▶ [Data for this exercise]
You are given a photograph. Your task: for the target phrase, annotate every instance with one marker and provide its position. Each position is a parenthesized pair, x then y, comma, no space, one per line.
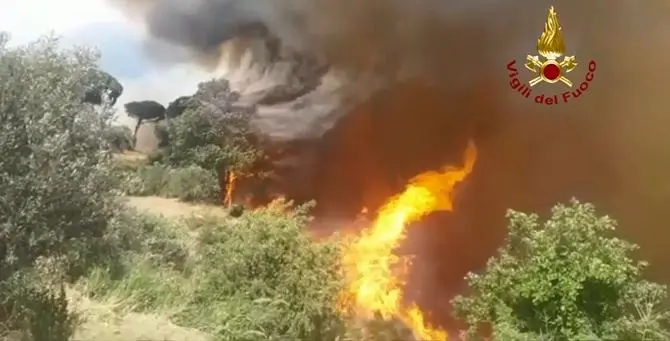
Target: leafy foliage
(53,158)
(120,138)
(58,191)
(566,279)
(249,278)
(212,134)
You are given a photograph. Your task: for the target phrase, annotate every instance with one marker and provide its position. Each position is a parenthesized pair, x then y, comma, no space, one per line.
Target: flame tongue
(376,277)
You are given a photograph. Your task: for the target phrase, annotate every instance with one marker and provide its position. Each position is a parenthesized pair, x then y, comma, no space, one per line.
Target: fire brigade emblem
(551,46)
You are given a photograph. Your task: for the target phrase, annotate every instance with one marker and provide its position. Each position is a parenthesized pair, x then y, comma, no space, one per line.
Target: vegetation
(200,145)
(253,274)
(566,279)
(53,162)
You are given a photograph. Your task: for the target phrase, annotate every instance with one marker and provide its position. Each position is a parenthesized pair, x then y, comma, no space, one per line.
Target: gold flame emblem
(551,46)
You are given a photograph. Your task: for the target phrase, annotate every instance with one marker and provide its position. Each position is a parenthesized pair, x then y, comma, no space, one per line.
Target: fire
(231,177)
(376,277)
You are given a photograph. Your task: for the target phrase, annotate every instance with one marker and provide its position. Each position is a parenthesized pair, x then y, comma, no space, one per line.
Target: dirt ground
(172,208)
(103,321)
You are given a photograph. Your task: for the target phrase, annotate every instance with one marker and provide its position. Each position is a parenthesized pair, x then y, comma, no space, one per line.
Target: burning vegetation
(376,275)
(363,111)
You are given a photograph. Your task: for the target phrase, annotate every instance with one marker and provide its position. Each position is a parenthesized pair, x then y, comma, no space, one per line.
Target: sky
(120,41)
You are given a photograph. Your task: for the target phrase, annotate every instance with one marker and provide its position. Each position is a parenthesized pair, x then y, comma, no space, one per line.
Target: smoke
(397,87)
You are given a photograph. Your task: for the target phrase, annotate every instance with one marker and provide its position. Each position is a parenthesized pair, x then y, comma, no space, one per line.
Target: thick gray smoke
(398,86)
(331,55)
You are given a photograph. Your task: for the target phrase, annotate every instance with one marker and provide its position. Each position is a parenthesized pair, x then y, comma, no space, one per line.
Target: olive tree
(565,279)
(57,187)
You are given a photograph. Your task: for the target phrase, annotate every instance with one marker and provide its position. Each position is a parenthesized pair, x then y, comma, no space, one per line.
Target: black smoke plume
(397,87)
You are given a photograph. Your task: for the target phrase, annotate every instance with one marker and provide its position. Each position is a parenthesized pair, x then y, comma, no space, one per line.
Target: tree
(212,133)
(100,84)
(57,187)
(144,111)
(566,279)
(179,105)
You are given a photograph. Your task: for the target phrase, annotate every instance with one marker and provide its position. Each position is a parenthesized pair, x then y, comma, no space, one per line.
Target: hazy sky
(95,23)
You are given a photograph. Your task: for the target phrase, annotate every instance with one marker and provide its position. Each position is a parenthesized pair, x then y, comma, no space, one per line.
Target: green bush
(120,138)
(40,312)
(251,278)
(191,184)
(565,279)
(58,189)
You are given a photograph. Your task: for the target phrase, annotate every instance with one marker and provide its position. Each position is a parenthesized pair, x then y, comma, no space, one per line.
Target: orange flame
(230,188)
(375,276)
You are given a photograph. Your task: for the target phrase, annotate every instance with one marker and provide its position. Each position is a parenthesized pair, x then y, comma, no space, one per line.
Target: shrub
(58,190)
(566,279)
(120,138)
(263,278)
(40,312)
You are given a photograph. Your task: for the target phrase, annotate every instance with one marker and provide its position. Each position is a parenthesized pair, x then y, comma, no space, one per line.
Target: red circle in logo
(551,72)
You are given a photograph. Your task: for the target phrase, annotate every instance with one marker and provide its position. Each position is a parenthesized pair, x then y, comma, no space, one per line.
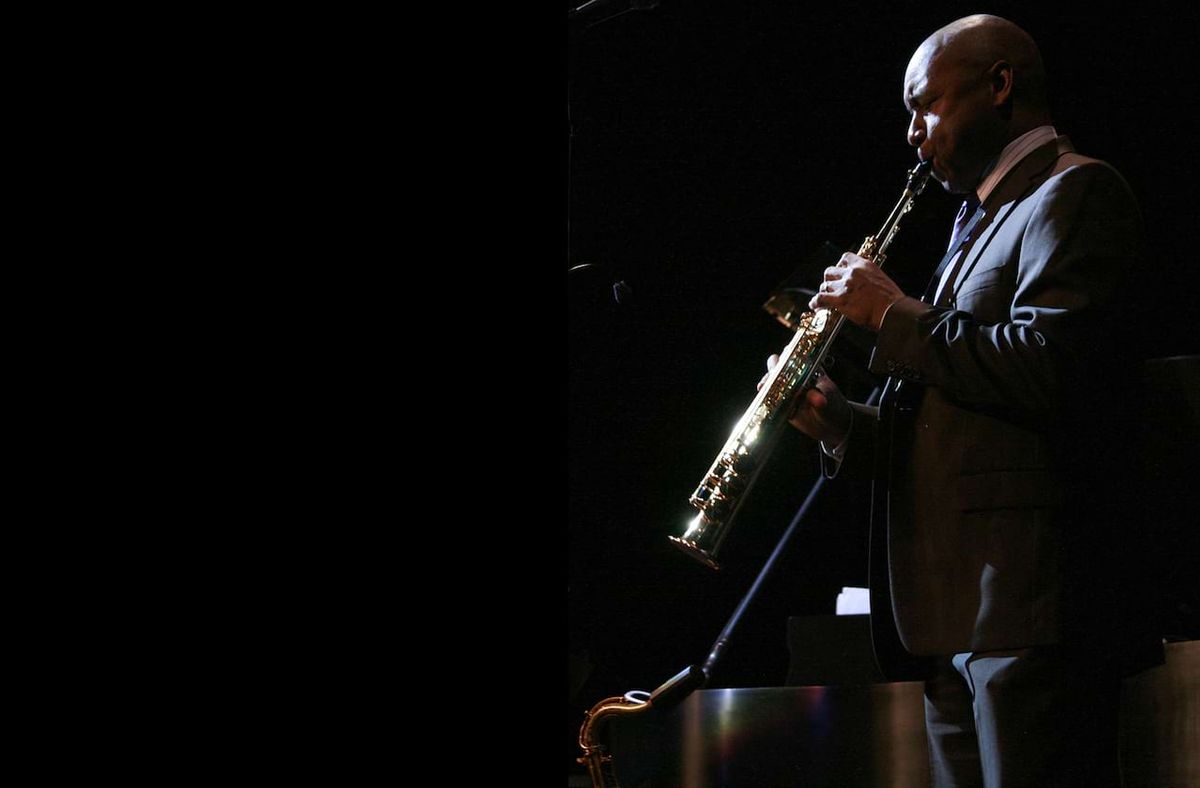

▶ [Written task] Return every line of the entries above that contains the word "vegetation". Case counts.

▶ [Solved problem]
Target: vegetation
Target: burning vegetation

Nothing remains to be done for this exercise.